To be done:
Express the entries below as a numbered list. Start at the first line and go up to and including the line containing "[243, 21, 301, 145]", and leave out any blank lines.

** START OF Record extracts **

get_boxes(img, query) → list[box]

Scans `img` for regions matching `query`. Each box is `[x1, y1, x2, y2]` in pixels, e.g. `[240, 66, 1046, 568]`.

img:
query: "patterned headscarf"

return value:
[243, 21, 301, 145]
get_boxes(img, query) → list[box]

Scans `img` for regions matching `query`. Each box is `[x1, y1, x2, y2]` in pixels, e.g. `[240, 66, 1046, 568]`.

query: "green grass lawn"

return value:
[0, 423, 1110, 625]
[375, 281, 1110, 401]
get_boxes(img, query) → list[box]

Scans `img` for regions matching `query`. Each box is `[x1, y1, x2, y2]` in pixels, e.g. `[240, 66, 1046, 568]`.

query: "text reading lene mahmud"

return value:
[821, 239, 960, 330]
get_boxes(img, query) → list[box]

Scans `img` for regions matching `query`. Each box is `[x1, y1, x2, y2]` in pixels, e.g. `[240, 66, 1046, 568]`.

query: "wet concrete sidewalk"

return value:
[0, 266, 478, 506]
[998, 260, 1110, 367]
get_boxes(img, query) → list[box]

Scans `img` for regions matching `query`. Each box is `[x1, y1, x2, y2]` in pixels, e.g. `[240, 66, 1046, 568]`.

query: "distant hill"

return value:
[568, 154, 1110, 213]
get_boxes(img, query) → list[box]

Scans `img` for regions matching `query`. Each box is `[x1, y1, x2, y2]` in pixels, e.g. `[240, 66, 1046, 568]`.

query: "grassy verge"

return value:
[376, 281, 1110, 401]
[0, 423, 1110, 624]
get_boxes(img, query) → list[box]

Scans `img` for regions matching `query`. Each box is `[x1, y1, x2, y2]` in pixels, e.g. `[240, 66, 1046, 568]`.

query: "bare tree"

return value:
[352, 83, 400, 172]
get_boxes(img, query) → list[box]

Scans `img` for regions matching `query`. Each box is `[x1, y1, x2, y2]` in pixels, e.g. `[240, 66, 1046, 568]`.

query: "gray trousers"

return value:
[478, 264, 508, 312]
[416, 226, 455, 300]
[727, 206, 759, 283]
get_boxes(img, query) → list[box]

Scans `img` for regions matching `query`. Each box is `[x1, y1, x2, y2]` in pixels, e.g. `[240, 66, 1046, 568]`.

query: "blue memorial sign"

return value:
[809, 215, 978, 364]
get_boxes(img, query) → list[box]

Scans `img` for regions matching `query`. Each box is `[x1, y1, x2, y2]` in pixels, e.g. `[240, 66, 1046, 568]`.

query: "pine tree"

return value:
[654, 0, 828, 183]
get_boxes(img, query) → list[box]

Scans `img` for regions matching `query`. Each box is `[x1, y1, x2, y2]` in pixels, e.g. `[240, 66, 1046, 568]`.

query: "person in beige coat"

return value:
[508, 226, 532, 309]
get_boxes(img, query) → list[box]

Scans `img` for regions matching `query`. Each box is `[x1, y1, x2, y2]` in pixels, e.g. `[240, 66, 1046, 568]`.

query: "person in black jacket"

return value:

** END OF Record extracts **

Solution:
1. get_boxes(img, query) → list[box]
2. Scans `img` for regions matching `query`. Each box is `[x1, y1, x2, y2]` in pixels, e.g. `[240, 66, 1046, 568]`.
3. img:
4. query: "patterned headscarf"
5. return value:
6. [243, 21, 301, 145]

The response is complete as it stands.